### Instructions for the task
The lines to be set down run from the line containing "Target: distant mountain range" through the final line of the data below; print them exactly and print nothing else.

**********

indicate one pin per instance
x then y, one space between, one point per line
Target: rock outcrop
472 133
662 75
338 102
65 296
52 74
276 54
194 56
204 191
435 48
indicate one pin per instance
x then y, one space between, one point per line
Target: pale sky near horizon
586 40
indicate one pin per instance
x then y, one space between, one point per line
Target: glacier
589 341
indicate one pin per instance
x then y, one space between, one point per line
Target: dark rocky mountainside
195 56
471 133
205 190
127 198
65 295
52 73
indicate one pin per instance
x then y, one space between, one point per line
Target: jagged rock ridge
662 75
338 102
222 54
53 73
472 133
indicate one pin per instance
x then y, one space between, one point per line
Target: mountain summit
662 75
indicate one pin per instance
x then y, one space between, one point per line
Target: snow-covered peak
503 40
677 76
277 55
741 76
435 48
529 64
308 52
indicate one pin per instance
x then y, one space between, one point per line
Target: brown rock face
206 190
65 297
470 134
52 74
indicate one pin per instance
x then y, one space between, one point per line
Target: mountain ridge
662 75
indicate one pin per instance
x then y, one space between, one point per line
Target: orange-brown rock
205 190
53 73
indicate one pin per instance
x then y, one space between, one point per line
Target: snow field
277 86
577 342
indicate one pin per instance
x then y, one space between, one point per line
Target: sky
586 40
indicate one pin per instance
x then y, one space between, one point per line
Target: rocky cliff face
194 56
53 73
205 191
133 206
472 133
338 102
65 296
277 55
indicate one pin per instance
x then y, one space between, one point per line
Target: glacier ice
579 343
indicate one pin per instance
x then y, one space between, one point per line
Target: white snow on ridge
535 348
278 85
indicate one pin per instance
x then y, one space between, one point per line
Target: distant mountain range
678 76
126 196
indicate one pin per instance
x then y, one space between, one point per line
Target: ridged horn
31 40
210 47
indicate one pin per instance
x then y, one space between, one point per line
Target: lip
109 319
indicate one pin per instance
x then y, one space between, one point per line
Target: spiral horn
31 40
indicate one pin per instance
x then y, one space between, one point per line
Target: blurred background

**********

### Exercise result
Target: distant mountain range
678 76
126 196
indicate one pin per instance
x then y, one space between, one point per line
Target: ridged horn
31 40
210 47
indicate one pin per instance
x then y, one space between, one point per line
Target: lip
109 319
indicate one pin per instance
x then y, one space between, one point per line
Target: spiral horn
31 40
indicate one pin per instance
x then y, one space between, one point per line
Target: blurred background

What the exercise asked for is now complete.